> _Exercise directions_
Somewhere below are a line with "Each instance receives a single keypoint. Tag the gray" and a later line with "Each instance receives a single keypoint. Tag the steel". Output exactly those lines and all lines between them.

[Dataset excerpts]
──────

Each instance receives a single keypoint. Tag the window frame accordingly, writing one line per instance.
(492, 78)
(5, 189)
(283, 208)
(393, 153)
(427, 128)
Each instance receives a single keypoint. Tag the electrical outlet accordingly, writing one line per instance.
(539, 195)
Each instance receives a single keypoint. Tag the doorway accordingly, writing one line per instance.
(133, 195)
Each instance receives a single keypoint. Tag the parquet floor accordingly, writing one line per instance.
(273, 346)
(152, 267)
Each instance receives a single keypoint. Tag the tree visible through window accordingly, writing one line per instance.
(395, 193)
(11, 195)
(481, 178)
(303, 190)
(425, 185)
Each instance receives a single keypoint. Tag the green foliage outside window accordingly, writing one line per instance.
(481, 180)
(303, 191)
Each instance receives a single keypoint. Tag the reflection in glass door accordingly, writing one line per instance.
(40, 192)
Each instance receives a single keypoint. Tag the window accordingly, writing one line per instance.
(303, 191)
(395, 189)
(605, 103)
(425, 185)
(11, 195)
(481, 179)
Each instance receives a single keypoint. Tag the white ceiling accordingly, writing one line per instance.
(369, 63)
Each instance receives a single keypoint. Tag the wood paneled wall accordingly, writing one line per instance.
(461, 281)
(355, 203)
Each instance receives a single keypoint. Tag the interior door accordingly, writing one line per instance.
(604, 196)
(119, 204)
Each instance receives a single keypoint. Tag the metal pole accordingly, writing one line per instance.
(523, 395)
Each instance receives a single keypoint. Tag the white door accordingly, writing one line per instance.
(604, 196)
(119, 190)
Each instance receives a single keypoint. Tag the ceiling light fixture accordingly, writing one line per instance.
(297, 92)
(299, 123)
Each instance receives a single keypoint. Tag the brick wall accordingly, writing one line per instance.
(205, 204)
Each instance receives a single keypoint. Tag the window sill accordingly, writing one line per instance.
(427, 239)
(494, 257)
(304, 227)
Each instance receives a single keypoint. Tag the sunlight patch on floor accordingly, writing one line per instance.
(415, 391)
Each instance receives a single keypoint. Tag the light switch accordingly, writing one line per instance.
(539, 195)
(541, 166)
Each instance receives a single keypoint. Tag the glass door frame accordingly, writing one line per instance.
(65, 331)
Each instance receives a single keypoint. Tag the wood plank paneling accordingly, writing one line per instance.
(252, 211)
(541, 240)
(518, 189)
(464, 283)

──────

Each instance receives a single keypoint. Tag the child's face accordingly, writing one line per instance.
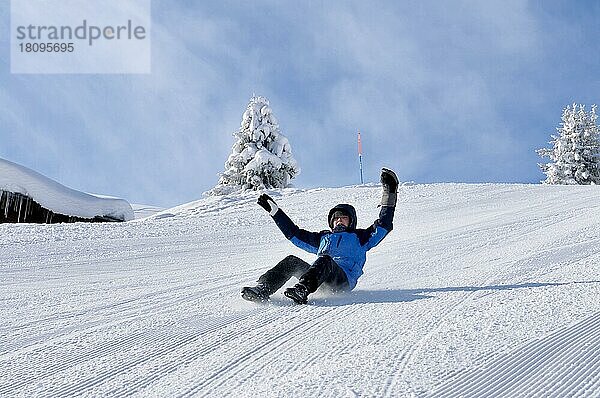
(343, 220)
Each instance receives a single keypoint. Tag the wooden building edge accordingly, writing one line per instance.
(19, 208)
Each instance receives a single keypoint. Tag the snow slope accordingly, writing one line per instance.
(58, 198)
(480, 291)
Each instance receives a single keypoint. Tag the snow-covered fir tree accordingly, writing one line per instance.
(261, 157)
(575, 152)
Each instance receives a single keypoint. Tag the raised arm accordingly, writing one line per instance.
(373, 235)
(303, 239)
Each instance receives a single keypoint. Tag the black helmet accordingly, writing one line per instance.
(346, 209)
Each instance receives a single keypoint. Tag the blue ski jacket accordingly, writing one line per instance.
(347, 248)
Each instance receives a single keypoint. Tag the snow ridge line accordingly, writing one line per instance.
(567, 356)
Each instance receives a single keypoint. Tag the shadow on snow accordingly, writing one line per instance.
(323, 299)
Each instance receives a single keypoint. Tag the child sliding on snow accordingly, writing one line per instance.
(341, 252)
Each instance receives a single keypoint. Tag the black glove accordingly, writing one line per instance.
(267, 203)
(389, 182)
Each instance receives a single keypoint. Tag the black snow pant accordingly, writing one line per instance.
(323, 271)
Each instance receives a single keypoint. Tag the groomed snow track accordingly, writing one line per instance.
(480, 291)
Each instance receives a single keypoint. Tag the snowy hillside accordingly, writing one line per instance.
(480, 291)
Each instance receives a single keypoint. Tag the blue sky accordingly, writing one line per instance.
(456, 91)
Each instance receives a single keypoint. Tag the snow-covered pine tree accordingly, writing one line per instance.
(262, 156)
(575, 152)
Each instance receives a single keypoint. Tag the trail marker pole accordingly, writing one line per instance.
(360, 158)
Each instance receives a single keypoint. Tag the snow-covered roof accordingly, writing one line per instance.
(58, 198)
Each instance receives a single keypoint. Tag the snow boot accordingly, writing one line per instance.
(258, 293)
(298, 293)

──────

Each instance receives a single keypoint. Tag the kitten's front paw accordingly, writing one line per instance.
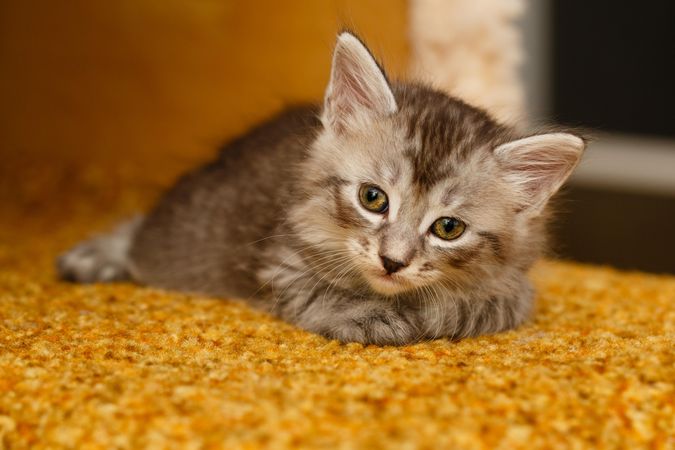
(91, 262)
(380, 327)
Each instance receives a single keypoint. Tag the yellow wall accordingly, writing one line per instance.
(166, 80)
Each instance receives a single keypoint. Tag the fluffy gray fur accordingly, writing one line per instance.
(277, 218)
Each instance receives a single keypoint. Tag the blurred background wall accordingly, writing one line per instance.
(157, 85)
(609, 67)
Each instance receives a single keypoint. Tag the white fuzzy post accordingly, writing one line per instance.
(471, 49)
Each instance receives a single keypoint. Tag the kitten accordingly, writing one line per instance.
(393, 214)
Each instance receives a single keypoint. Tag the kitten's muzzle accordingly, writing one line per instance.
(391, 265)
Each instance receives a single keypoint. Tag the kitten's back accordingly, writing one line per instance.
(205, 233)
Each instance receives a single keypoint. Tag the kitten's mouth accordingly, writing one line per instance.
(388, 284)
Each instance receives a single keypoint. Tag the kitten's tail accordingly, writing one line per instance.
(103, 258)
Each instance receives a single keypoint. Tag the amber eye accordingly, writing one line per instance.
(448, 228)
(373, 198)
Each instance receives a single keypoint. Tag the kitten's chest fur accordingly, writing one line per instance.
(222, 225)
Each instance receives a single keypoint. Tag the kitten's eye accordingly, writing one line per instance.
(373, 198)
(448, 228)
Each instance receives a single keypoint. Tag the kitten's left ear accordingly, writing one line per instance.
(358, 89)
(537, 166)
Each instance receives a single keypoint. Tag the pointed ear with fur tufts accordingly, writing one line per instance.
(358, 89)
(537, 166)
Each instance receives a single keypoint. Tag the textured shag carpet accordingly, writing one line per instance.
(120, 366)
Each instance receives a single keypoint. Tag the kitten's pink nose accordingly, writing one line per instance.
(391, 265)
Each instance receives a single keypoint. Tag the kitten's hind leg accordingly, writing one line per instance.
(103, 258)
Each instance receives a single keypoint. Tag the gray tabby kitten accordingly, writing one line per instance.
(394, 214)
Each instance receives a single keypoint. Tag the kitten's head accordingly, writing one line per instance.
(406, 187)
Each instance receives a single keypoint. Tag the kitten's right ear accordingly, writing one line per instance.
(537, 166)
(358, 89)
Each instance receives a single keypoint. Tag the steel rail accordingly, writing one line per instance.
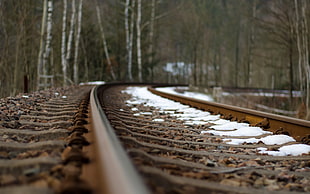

──────

> _Solution to the problem_
Each instance receives a single keypoint. Tag the gray tabby kitten accordingly, writing one line per instance.
(394, 214)
Each instance receives a single keypoint. Tag the kitten's head accordingly, writing one line per instance.
(406, 187)
Each instance receives a single keypoint. Tag the kitten's right ear accordingly, writing one line per instance.
(537, 166)
(358, 89)
Each instance receives a single keypoint. Tag the steel rail accordingly, writing one line per instance.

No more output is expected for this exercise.